= 1601 to 1700 in sports =

Sports became increasingly popular in England and Ireland through the 17th century and there are several references to cricket and horse racing, while bare-knuckle boxing was revived. The interest of gamblers in these sports gave rise to professionalism. The first known attempts to organise football took place in Ireland.

==Boxing==
Events
- 6 January 1681 - The Duke of Albemarle arranges the first recorded boxing match in modern history, fought between his footman and a butcher.

==Chess==
- Having been firmly established in Spain and Italy during the 15th and 16th centuries, chess becomes increasingly fashionable in France which, by the end of the 17th century, is the main centre of the game in Europe.
- 1681 – Opening of the Café de la Régence in Paris, originally as the Café de la Place du Palais-Royal as it is near the Palais-Royal. It becomes the "Mecca of French chess" in the 18th century.

==Cotswold Games==
- Robert Dover's Olimpick Games are held in the Cotswolds from c.1604 to 1612.

==Cricket==
Events
- c.1611 — the world's earliest known organised cricket match is played at Chevening, Kent between teams styled Weald and Upland and Chalkhill.
- 1611 to 1660 — numerous court cases concerning cricket.
- 10 September 1624 — death of Jasper Vinall (born c. 1590), the first cricketer known to die as a result of an injury received when playing the game.
- Village cricket thrives in the middle period of the 17th century, but there is no evidence of teams of county strength being formed at this time.

Dataset excerpt:
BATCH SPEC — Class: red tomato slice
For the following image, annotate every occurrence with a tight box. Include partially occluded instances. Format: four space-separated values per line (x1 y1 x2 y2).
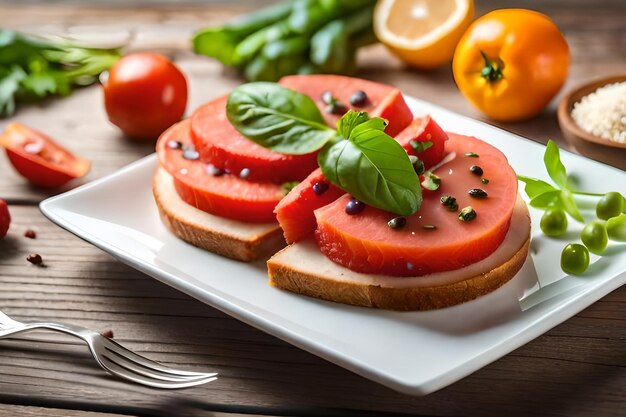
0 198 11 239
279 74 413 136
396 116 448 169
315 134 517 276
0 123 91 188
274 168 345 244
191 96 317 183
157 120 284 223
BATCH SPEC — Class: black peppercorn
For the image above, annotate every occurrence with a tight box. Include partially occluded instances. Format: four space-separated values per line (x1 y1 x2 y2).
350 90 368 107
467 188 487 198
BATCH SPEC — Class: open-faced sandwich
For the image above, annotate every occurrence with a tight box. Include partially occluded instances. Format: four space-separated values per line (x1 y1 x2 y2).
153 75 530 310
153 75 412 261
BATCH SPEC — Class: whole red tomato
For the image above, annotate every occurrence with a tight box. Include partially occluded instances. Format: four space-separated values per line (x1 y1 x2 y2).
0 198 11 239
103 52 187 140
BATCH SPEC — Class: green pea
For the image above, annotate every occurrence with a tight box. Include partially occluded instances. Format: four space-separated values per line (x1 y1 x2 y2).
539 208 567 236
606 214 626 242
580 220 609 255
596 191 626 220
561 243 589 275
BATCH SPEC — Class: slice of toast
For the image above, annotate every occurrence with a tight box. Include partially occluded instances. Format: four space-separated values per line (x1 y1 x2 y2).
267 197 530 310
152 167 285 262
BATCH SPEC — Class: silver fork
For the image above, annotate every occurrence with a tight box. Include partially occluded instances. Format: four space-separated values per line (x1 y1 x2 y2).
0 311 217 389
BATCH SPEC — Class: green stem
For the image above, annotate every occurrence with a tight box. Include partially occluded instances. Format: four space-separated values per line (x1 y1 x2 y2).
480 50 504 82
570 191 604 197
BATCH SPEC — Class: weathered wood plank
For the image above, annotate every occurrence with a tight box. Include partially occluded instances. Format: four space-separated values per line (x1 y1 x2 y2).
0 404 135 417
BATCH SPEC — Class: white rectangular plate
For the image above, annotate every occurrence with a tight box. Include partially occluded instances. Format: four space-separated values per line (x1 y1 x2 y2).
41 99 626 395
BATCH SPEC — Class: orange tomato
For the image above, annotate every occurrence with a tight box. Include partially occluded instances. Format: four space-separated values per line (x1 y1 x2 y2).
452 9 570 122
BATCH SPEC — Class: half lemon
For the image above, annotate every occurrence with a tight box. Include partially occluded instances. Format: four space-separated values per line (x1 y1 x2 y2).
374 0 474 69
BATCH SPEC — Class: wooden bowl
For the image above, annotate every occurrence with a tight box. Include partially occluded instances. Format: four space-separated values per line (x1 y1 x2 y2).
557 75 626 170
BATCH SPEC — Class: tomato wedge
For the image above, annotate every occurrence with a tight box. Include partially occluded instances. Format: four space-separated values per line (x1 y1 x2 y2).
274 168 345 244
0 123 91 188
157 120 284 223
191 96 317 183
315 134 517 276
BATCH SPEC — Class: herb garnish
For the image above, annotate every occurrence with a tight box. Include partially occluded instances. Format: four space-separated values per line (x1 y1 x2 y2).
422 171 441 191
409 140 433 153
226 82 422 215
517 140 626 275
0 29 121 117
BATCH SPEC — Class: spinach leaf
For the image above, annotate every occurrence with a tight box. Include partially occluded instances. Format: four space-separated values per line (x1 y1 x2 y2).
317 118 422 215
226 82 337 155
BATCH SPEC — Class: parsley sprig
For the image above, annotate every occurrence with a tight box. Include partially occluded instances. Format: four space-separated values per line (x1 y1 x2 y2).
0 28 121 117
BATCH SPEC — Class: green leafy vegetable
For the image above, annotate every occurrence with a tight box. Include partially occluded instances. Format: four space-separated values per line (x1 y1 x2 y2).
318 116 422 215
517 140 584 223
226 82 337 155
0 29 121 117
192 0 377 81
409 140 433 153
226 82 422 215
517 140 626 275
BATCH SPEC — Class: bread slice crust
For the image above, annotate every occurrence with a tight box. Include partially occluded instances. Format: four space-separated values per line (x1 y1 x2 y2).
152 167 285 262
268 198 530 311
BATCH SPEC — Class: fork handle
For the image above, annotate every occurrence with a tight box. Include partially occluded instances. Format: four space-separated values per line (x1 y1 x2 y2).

---

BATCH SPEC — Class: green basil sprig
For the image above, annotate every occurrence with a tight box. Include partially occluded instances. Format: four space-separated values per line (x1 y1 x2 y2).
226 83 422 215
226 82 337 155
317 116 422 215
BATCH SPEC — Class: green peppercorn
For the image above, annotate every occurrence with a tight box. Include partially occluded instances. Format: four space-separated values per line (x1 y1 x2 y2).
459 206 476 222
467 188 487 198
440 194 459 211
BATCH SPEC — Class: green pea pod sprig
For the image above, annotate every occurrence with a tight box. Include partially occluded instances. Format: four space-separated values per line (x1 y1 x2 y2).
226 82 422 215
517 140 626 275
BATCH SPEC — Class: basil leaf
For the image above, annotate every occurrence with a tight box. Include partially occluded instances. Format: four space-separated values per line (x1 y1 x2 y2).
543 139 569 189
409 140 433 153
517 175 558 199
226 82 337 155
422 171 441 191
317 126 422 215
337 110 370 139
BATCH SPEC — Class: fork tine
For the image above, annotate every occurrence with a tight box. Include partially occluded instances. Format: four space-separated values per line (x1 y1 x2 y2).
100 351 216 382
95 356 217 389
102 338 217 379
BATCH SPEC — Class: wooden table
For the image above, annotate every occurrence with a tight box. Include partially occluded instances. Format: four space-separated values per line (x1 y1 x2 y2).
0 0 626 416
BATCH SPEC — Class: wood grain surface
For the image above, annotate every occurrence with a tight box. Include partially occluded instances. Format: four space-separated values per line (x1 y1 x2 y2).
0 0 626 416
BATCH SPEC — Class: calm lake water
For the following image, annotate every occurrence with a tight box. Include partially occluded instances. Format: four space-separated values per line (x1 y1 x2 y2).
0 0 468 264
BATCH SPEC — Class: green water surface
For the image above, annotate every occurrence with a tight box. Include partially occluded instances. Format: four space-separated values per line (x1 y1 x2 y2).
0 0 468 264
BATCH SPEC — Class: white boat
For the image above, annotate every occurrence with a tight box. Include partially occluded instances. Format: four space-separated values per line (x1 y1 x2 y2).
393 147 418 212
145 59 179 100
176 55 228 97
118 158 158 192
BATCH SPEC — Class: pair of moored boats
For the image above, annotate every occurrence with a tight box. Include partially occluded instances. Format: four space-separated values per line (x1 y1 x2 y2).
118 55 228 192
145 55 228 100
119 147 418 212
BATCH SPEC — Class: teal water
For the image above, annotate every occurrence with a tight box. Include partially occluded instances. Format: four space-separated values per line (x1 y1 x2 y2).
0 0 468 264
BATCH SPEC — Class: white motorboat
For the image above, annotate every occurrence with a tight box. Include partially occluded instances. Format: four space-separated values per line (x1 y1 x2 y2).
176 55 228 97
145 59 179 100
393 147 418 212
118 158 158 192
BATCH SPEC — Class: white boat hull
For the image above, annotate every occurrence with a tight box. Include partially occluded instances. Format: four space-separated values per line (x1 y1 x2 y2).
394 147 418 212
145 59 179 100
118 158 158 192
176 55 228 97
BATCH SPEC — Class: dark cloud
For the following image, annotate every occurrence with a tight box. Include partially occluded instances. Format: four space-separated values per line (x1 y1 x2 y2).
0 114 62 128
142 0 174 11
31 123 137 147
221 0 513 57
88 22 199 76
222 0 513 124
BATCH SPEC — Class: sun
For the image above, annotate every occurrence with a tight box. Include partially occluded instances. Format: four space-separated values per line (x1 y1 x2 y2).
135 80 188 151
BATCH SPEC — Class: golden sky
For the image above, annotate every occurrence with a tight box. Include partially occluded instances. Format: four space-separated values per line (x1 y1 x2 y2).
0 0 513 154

==

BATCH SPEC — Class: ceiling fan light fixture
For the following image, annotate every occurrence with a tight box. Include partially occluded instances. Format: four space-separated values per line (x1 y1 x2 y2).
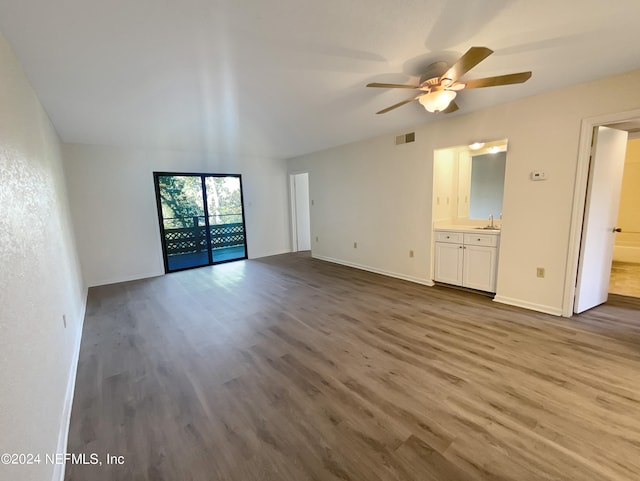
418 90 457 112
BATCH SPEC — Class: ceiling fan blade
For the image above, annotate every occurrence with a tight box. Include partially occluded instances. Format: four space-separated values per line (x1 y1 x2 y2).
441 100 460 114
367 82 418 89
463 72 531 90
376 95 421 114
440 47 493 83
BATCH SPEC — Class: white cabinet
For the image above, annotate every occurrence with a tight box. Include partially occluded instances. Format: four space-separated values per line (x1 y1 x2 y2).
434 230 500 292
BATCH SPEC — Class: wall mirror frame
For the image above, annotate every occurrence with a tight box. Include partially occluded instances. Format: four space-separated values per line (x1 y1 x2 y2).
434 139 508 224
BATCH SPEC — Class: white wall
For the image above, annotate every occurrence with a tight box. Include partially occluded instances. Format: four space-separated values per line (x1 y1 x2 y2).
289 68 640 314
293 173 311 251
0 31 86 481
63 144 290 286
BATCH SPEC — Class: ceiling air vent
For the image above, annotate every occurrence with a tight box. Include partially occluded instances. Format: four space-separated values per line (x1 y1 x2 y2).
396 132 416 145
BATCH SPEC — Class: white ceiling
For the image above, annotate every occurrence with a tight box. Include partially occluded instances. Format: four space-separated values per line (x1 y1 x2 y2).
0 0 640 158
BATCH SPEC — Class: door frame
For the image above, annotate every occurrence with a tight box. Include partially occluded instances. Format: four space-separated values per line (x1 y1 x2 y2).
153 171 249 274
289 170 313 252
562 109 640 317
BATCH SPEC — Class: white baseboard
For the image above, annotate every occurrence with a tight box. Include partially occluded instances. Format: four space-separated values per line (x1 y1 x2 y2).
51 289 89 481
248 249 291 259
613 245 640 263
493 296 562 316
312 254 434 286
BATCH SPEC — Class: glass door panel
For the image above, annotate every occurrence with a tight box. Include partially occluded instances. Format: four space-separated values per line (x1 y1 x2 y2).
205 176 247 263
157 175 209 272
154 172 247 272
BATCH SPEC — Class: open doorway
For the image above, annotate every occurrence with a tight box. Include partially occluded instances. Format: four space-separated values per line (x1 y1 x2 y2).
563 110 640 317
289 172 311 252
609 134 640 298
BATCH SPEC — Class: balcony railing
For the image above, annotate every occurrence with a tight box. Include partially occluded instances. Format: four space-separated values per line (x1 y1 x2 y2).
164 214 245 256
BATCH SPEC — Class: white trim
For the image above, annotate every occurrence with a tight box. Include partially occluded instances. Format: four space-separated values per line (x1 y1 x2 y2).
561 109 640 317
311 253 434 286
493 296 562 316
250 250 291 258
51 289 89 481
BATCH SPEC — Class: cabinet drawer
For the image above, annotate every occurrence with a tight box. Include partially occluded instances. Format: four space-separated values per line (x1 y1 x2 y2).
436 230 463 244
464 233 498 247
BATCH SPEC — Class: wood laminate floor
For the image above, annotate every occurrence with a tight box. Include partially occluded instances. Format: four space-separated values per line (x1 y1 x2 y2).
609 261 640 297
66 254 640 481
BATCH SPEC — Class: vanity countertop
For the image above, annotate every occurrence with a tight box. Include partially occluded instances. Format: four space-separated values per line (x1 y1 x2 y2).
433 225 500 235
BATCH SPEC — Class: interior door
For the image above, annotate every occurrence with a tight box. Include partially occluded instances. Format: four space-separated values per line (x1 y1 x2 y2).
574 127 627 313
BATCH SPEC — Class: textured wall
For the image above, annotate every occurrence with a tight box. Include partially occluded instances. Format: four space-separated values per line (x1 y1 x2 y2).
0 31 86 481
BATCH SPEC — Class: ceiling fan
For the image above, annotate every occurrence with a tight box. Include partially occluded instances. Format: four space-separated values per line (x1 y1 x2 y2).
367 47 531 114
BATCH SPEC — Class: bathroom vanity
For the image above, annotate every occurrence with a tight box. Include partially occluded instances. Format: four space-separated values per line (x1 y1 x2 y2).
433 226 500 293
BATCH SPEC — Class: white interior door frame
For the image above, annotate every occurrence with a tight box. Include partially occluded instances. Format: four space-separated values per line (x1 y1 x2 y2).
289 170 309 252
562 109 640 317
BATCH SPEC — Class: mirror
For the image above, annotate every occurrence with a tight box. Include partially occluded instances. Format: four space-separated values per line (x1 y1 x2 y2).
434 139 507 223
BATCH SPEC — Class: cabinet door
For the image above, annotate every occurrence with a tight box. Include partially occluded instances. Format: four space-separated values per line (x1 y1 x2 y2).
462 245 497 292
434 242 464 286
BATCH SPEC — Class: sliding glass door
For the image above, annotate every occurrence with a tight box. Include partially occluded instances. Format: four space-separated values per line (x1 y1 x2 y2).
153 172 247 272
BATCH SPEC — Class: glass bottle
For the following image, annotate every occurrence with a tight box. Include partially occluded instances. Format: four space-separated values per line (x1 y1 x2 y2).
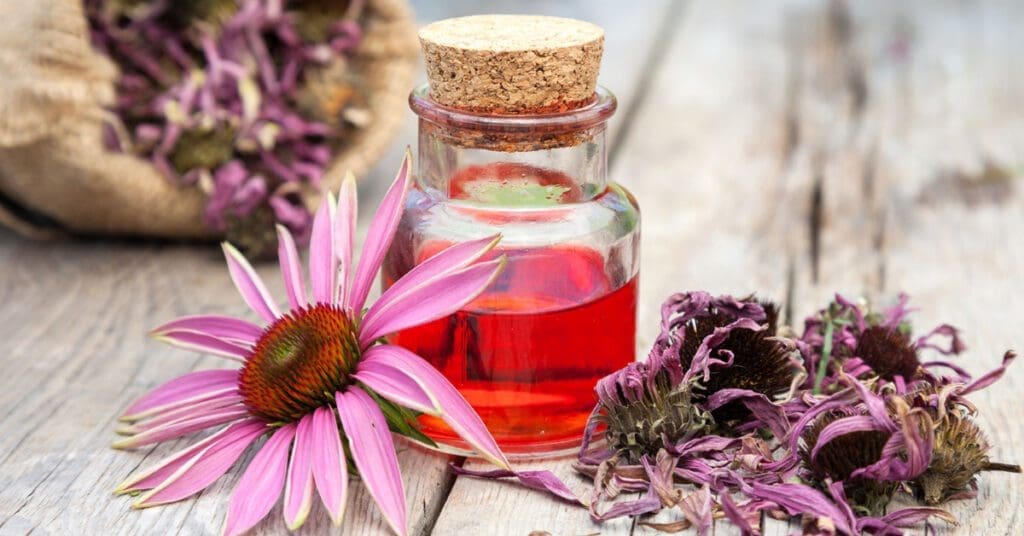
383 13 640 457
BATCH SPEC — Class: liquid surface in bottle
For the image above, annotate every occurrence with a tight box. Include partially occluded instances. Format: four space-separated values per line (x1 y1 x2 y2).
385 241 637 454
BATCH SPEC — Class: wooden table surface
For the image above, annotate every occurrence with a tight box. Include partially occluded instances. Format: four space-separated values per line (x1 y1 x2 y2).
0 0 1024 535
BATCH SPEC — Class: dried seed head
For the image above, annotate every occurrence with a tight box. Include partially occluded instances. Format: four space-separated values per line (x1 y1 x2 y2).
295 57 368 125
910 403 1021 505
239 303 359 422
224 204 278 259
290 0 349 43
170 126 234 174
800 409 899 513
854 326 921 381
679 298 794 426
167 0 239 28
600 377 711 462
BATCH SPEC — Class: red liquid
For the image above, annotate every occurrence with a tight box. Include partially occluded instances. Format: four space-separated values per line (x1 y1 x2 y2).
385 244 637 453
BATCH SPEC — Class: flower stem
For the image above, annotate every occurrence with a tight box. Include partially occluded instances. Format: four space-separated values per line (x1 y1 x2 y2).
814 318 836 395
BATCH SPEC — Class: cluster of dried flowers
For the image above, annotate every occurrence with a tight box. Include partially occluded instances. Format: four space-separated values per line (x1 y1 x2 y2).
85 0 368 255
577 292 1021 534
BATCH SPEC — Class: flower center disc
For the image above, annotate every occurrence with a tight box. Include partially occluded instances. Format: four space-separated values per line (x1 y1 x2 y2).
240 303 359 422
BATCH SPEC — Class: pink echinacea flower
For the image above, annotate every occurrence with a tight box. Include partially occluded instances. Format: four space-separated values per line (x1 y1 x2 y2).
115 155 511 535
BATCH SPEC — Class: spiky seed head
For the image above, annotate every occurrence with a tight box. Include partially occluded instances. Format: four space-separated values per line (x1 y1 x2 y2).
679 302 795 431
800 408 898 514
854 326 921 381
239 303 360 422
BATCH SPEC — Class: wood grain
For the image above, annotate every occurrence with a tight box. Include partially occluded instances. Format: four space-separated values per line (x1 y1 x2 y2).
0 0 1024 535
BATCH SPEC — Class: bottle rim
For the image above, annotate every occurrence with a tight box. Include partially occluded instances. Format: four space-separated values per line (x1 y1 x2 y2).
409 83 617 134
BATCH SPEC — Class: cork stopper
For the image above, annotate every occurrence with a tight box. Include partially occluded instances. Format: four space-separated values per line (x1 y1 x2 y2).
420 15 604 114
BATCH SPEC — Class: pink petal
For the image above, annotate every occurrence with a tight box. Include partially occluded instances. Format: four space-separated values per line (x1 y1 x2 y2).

Task directions → Copy out the text on 17th-century sports starting with "- 1681 – Opening" and going on through "cases concerning cricket.", putting "Sevenoaks" in place of "Chevening".

Answer below →
- 1681 – Opening of the Café de la Régence in Paris, originally as the Café de la Place du Palais-Royal as it is near the Palais-Royal. It becomes the "Mecca of French chess" in the 18th century.

==Cotswold Games==
- Robert Dover's Olimpick Games are held in the Cotswolds from c.1604 to 1612.

==Cricket==
Events
- c.1611 — the world's earliest known organised cricket match is played at Sevenoaks, Kent between teams styled Weald and Upland and Chalkhill.
- 1611 to 1660 — numerous court cases concerning cricket.